(Collected data)
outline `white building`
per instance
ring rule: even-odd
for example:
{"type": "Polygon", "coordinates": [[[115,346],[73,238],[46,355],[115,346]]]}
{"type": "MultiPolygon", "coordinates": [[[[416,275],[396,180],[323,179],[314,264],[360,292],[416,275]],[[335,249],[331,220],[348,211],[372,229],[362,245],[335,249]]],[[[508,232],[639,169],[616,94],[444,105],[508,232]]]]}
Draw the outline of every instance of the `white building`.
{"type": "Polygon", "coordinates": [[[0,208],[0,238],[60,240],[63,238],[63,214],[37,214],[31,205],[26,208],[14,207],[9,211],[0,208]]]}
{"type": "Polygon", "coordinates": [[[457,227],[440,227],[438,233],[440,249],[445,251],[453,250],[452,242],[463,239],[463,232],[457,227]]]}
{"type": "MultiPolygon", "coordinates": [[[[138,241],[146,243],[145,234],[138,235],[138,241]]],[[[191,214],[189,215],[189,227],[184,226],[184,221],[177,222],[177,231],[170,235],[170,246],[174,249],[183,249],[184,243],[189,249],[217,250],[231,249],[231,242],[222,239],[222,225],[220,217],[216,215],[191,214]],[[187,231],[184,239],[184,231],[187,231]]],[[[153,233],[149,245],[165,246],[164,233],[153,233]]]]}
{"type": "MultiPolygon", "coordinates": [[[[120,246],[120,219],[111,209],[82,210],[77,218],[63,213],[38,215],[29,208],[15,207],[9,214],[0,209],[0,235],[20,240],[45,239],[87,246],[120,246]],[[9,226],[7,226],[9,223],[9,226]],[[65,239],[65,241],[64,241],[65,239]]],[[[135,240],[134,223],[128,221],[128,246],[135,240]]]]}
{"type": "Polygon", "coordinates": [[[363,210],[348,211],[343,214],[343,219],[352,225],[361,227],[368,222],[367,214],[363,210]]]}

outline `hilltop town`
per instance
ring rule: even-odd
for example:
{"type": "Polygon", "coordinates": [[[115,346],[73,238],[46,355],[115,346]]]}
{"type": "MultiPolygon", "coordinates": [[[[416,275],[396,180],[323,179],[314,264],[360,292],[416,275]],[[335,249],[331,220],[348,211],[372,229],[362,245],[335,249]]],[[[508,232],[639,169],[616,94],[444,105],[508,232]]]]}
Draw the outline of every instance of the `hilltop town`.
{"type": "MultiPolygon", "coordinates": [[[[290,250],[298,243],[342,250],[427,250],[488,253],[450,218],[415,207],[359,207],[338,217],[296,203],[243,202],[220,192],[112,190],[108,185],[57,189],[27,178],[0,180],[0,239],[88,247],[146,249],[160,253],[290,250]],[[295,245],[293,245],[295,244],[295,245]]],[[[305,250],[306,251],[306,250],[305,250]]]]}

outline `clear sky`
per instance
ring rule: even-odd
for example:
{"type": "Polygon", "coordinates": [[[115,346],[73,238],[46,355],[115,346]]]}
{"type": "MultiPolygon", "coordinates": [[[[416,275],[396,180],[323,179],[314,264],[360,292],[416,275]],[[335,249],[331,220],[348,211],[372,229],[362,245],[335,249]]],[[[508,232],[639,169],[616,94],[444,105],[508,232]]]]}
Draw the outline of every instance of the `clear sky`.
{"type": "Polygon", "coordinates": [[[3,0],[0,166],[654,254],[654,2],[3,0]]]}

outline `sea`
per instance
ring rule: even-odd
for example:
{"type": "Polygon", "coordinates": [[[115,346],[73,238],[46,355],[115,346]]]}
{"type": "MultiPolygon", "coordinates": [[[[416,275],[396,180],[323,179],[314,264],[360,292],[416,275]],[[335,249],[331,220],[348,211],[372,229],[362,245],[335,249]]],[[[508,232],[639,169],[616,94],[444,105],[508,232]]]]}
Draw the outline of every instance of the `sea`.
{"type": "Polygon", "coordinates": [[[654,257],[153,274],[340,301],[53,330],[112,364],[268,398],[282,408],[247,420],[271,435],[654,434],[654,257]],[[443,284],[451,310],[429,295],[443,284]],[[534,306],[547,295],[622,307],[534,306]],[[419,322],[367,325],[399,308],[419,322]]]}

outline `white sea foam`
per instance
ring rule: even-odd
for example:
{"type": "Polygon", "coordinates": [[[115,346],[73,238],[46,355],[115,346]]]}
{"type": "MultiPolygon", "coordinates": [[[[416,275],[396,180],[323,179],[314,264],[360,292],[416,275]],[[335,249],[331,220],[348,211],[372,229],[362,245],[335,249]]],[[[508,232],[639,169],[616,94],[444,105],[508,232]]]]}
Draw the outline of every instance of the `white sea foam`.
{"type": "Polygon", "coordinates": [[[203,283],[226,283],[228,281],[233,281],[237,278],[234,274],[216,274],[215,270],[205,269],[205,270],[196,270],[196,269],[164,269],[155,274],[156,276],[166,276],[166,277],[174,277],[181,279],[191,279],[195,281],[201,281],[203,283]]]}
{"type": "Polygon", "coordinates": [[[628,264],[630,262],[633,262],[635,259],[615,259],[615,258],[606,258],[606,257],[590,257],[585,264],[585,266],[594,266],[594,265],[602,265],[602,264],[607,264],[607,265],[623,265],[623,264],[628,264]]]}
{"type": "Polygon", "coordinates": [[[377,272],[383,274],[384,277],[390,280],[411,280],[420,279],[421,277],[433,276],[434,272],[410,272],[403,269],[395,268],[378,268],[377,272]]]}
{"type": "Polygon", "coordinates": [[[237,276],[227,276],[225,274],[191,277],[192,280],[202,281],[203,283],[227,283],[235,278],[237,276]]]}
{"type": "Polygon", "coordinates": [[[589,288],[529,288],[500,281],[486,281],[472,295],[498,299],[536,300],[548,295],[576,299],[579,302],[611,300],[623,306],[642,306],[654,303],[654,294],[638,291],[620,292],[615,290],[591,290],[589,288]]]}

(Given problem) Reproduce the material above exactly; please quote every line of it.

(Task output)
outline `white building`
per instance
ring rule: even-odd
for example:
{"type": "Polygon", "coordinates": [[[115,346],[73,238],[46,355],[115,346]]]}
{"type": "MultiPolygon", "coordinates": [[[[416,275],[396,180],[323,179],[314,264],[360,292],[416,275]],[[335,249],[331,220],[348,211],[372,229],[362,245],[335,249]]],[[[508,232],[639,169],[616,94],[444,105],[508,232]]]]}
Draw the outline of every instance of the `white building`.
{"type": "Polygon", "coordinates": [[[0,208],[0,238],[60,240],[63,238],[63,214],[37,214],[31,205],[26,208],[14,207],[9,211],[0,208]]]}
{"type": "Polygon", "coordinates": [[[457,227],[440,227],[438,233],[440,249],[445,251],[453,250],[452,242],[463,239],[463,232],[457,227]]]}
{"type": "MultiPolygon", "coordinates": [[[[138,241],[146,243],[145,234],[138,235],[138,241]]],[[[191,214],[189,215],[189,227],[184,226],[184,221],[177,222],[177,231],[170,235],[170,246],[174,249],[183,249],[184,243],[189,249],[217,250],[231,249],[231,242],[222,239],[222,225],[220,217],[216,215],[191,214]],[[187,231],[184,239],[184,231],[187,231]]],[[[153,233],[149,245],[165,246],[164,233],[153,233]]]]}
{"type": "MultiPolygon", "coordinates": [[[[120,246],[120,219],[111,209],[82,210],[77,218],[63,213],[38,215],[29,208],[15,207],[9,214],[0,209],[0,235],[20,240],[45,239],[87,246],[120,246]],[[9,226],[7,226],[9,223],[9,226]],[[65,239],[65,241],[64,241],[65,239]]],[[[135,240],[134,223],[128,221],[128,246],[135,240]]]]}
{"type": "Polygon", "coordinates": [[[363,210],[348,211],[343,214],[343,219],[352,225],[361,227],[368,222],[367,214],[363,210]]]}

outline `hilltop town`
per instance
ring rule: even-odd
for example:
{"type": "Polygon", "coordinates": [[[115,346],[73,238],[46,355],[115,346]]]}
{"type": "MultiPolygon", "coordinates": [[[[416,275],[396,180],[323,179],[314,264],[360,292],[416,275]],[[335,249],[331,220],[348,211],[372,229],[362,245],[335,249]]],[[[508,232],[639,169],[616,94],[444,105],[508,232]]]]}
Draw the outline of every instance of the `hilltop town`.
{"type": "MultiPolygon", "coordinates": [[[[290,250],[298,243],[342,250],[427,250],[488,253],[450,218],[415,207],[359,207],[338,217],[296,203],[243,202],[220,192],[112,190],[108,185],[57,189],[27,178],[0,180],[0,239],[88,247],[146,249],[160,253],[290,250]],[[295,245],[293,245],[295,244],[295,245]]],[[[305,250],[306,251],[306,250],[305,250]]]]}

outline `clear sky`
per instance
ring rule: even-odd
for example:
{"type": "Polygon", "coordinates": [[[115,346],[73,238],[46,355],[115,346]]]}
{"type": "MultiPolygon", "coordinates": [[[[416,275],[396,180],[323,179],[314,264],[360,292],[416,275]],[[335,249],[331,220],[348,211],[372,229],[362,245],[335,249]]],[[[508,232],[639,169],[616,94],[444,105],[508,232]]]]}
Draw the outline of every instance of the `clear sky`.
{"type": "Polygon", "coordinates": [[[3,0],[0,166],[654,254],[654,2],[3,0]]]}

outline `sea`
per instance
ring rule: even-odd
for example:
{"type": "Polygon", "coordinates": [[[115,346],[73,238],[46,355],[115,346]]]}
{"type": "MultiPolygon", "coordinates": [[[[416,275],[396,180],[323,179],[314,264],[360,292],[416,275]],[[335,249],[331,220],[348,211],[372,229],[362,245],[335,249]]],[[[508,232],[639,169],[616,94],[444,105],[508,232]]]]}
Draw the outline of every instance of the `sea`.
{"type": "Polygon", "coordinates": [[[654,257],[153,274],[340,301],[53,330],[112,364],[268,398],[282,408],[247,420],[271,435],[654,434],[654,257]],[[443,284],[451,310],[429,295],[443,284]],[[534,306],[547,295],[622,307],[534,306]],[[419,322],[367,325],[399,308],[419,322]]]}

outline `white sea foam`
per instance
ring rule: even-odd
for example:
{"type": "Polygon", "coordinates": [[[115,346],[73,238],[46,355],[115,346]]]}
{"type": "MultiPolygon", "coordinates": [[[[416,275],[396,180],[323,179],[314,264],[360,292],[416,275]],[[335,249],[331,220],[348,211],[372,229],[362,245],[335,249]]],[[[508,232],[639,169],[616,94],[444,105],[508,232]]]]}
Draw the outline of every instance of the `white sea foam`.
{"type": "Polygon", "coordinates": [[[203,283],[226,283],[228,281],[233,281],[237,278],[234,274],[216,274],[215,270],[205,269],[205,270],[196,270],[196,269],[164,269],[155,274],[156,276],[166,276],[166,277],[174,277],[181,279],[191,279],[195,281],[201,281],[203,283]]]}
{"type": "Polygon", "coordinates": [[[628,264],[630,262],[633,262],[635,259],[615,259],[615,258],[606,258],[606,257],[590,257],[585,264],[585,266],[594,266],[594,265],[602,265],[602,264],[607,264],[607,265],[623,265],[623,264],[628,264]]]}
{"type": "Polygon", "coordinates": [[[377,272],[383,274],[384,277],[390,280],[411,280],[420,279],[421,277],[433,276],[434,272],[410,272],[403,269],[395,268],[378,268],[377,272]]]}
{"type": "Polygon", "coordinates": [[[237,276],[227,276],[225,274],[191,277],[192,280],[202,281],[203,283],[227,283],[235,278],[237,276]]]}
{"type": "Polygon", "coordinates": [[[589,288],[529,288],[500,281],[486,281],[472,295],[498,299],[536,300],[548,295],[576,299],[579,302],[611,300],[623,306],[642,306],[654,303],[654,294],[638,291],[620,292],[615,290],[591,290],[589,288]]]}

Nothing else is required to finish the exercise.